● Texte fourni:
········

L'absence de formation sanctionnée par la justice

 

 

 
 
28/06/2010

Le "jaune budgétaire" (document ministériel de préparation du budget annuel) accordé à la formation professionnelle, annexé au projet de loi de finances pour 2010, nous apprend qu'en 2007 les entreprises y ont consacré 12 milliards d'euros, dont 83 % pour leurs salariés. Pour la même année, 14 164 organismes privés de formation ont réalisé un chiffre d'affaires de 6,4 milliards d'euros, en progression de 7 %.

Pour l'individu, la formation continue peut être un instrument de promotion sociale, de mobilité ascensionnelle et, en période de chômage de masse, un moyen d'assurer son employabilité.

Le code du travail, inspiré par divers accords collectifs nationaux, reconnaît des droits à formation à l'initiative du salarié : le congé individuel de formation (CIF), qui doit permettre de suivre une formation à finalité de développement personnel ou de reconversion professionnelle, et le droit individuel à la formation (DIF), un droit capitalisable qui s'exerce avec l'accord de l'employeur pour des formations courtes.

La formation professionnelle relève aussi de la responsabilité de l'employeur. Elle se traduit à titre principal par l'élaboration d'un plan de formation de l'entreprise. Mais, comme l'a synthétisé la mission parlementaire sur la formation tout au long de la vie en 2008 : "Il est bien établi que ce sont, d'une part, les salariés déjà les mieux formés et, d'autre part, les salariés appartenant aux grandes entreprises qui bénéficient davantage de formation continue, au détriment des salariés moins qualifiés, des salariés des petites et très petites entreprises, et des femmes salariées." Sur injonction présidentielle, les partenaires sociaux et le législateur ont, en 2009, réorganisé les actions de formation du plan patronal et créé un "bilan d'étape professionnel" et un "passeport orientation et formation".

········

● Série de tâches:
**a)** Répondez à ces questions à partir du texte sur la formation professionnelle :
(i) Selon le "jaune budgétaire", quelle somme les entreprises ont-elles consacrée à la formation professionnelle en 2007 ?
(ii) Quel droit prévu par le code du travail s'exerce avec l'accord de l'employeur pour des formations courtes ?
(iii) Quels dispositifs ont été créés en 2009 ?
**b)** Rédigez la suite du texte sur la formation professionnelle à partir de sa dernière phrase.

● Données fournies:
········

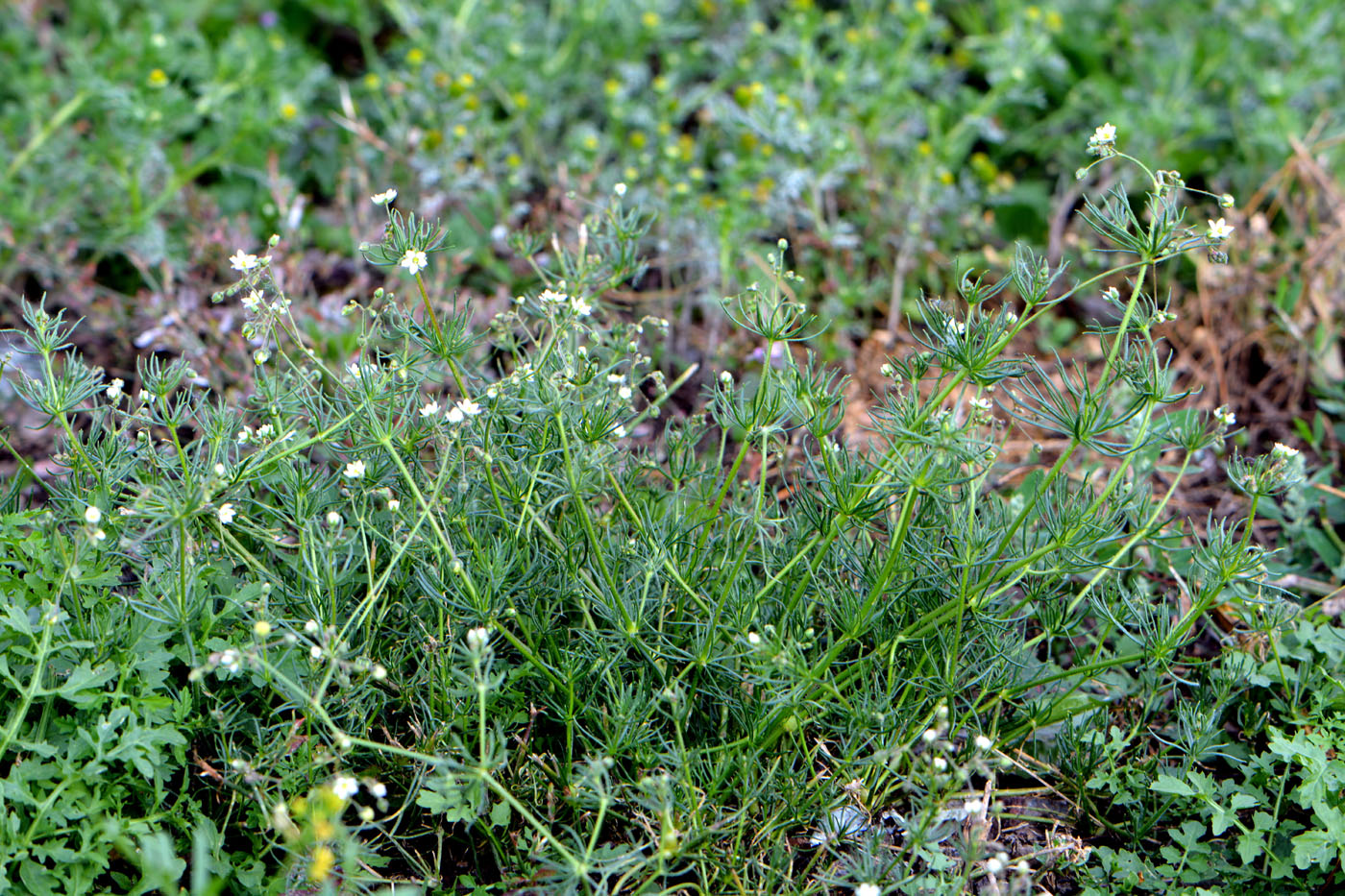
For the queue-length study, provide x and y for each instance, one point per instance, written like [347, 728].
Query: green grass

········

● Réponses par tâche:
**a)**
(i) 12 milliards d'euros.
(ii) Le droit individuel à la formation (DIF).
(iii) Un "bilan d'étape professionnel" et un "passeport orientation et formation".

**b)**
Plus fondamentalement, la Cour de cassation vient, par un arrêt du 2 mars 2010, de réitérer une solution déjà formulée en 2007, ajoutant une nouvelle dimension aux déclarations, débats, rapports et réformes en la matière : celle de la sanction pécuniaire sur la base de la responsabilité contractuelle, du fait de l'existence même d'un contrat de travail.

DOMMAGES ET INTERETS

Pour la haute juridiction, en effet, le fait que les salariés n'aient "bénéficié d'aucune formation continue pendant toute la durée de leur emploi dans l'entreprise établit un manquement de l'employeur à son obligation de veiller au maintien de leur capacité à occuper un emploi" ; la solution est la même pour "des salariées, présentes dans l'entreprise depuis respectivement vingt-quatre et douze ans, (et qui) n'avaient bénéficié que d'un stage de formation continue de trois jours en 1999".

Le montant des dommages et intérêts versés aux salariés n'est pas connu à ce jour. Il ne sera d'ailleurs peut-être pas aussi facile que cela pour les salariés de prouver quel est le montant exact du préjudice qu'ils ont subi du fait de l'inaction fautive de l'employeur.

Il n'empêche. On remarquera que la Cour de cassation ne vise pas seulement l'emploi que le salarié occupe à un moment donné mais "un emploi" en général. L'obligation de l'employeur est donc entendue au sens le plus large. Elle s'étend ainsi aux petites entreprises, qui ne se voient pas appliquer les obligations légales en matière de formation.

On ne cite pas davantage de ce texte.